__About this task__: Each line from the one containing "Identify the yellow" to the end of the entries below must be restated exactly, and no other line should appear.

Items listed in a dataset:
○ ○ ○ ○

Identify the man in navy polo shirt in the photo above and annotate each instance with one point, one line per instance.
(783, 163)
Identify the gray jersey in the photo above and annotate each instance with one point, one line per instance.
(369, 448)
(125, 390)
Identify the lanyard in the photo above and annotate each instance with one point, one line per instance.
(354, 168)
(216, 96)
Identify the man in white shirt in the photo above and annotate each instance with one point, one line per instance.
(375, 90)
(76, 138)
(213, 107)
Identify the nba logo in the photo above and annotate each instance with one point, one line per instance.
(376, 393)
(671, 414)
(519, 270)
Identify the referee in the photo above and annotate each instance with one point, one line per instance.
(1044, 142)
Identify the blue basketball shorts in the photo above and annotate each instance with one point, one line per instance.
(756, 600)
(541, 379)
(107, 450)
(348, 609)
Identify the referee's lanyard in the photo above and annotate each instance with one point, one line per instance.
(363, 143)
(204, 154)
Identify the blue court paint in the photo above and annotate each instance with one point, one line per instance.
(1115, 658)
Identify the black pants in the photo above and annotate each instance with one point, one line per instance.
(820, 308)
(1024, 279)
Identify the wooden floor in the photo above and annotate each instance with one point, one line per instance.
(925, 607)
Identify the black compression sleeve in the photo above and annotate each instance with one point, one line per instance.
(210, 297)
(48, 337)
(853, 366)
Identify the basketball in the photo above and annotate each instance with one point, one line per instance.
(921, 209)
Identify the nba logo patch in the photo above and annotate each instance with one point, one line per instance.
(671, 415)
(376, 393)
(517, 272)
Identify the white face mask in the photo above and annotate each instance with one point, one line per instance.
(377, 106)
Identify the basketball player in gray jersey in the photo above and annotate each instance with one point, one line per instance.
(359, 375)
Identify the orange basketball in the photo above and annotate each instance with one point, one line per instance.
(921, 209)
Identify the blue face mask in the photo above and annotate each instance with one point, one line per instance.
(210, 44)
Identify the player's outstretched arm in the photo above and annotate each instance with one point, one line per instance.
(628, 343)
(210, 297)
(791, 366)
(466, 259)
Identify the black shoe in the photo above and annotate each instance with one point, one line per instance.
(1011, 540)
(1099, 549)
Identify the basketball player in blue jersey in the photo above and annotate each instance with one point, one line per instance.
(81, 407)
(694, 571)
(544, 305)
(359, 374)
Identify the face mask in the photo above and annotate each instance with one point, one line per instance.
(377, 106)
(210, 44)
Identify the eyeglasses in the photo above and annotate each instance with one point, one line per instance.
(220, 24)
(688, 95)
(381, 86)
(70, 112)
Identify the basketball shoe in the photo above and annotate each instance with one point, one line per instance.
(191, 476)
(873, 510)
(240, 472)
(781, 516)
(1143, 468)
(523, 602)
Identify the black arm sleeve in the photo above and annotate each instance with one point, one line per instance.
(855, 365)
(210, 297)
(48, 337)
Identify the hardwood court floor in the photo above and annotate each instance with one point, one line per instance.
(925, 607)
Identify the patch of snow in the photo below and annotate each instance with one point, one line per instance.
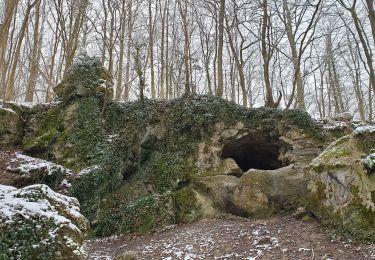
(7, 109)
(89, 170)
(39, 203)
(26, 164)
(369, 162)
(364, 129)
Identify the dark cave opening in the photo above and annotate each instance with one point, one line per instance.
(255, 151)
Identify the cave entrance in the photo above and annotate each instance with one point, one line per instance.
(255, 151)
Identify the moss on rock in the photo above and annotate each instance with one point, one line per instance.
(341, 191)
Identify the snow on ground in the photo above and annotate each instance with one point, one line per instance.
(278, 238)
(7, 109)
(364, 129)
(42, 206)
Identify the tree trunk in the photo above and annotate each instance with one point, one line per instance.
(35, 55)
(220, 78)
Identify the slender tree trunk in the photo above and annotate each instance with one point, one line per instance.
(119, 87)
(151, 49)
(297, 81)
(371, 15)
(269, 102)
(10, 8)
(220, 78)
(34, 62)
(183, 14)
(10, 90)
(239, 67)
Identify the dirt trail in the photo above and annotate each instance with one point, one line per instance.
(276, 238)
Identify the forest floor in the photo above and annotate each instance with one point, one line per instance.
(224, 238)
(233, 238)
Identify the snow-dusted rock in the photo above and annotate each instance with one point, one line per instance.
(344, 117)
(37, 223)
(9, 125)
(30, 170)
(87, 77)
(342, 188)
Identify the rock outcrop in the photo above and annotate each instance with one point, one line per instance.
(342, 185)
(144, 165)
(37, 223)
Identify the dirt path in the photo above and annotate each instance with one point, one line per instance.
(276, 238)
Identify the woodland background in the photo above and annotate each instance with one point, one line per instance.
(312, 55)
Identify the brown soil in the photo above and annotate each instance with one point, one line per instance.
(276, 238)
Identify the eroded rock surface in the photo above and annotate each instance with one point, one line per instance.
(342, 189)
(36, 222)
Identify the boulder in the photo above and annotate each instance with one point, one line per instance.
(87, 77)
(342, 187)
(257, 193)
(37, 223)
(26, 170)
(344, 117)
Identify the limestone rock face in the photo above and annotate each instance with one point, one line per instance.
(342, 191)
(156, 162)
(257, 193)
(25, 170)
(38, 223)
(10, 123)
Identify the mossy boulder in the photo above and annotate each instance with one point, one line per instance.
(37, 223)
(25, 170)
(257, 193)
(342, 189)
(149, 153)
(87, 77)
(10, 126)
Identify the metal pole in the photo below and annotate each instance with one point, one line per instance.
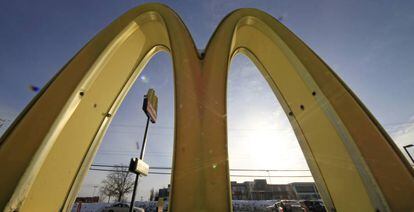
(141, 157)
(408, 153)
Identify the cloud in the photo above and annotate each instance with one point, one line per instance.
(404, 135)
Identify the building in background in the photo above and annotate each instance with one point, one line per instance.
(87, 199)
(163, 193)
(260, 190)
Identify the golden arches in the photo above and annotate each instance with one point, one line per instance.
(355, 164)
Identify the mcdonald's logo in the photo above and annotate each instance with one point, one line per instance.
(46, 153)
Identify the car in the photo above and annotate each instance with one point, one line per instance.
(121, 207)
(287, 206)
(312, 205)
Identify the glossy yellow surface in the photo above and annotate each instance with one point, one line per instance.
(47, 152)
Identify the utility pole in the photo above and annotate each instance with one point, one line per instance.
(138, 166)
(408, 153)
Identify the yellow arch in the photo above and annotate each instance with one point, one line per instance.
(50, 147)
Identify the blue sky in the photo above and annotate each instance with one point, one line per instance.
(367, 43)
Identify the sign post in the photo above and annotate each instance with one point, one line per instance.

○ ○ ○ ○

__Exercise output__:
Identify the yellow arch in the photo above and annotate each instance with one point, one line per instance.
(50, 147)
Identify the blue sky in the photo above and annotate each instance with one point, one line per instance.
(367, 43)
Identify the sign post in the photo above and annotate each instance with one point, one line per instance.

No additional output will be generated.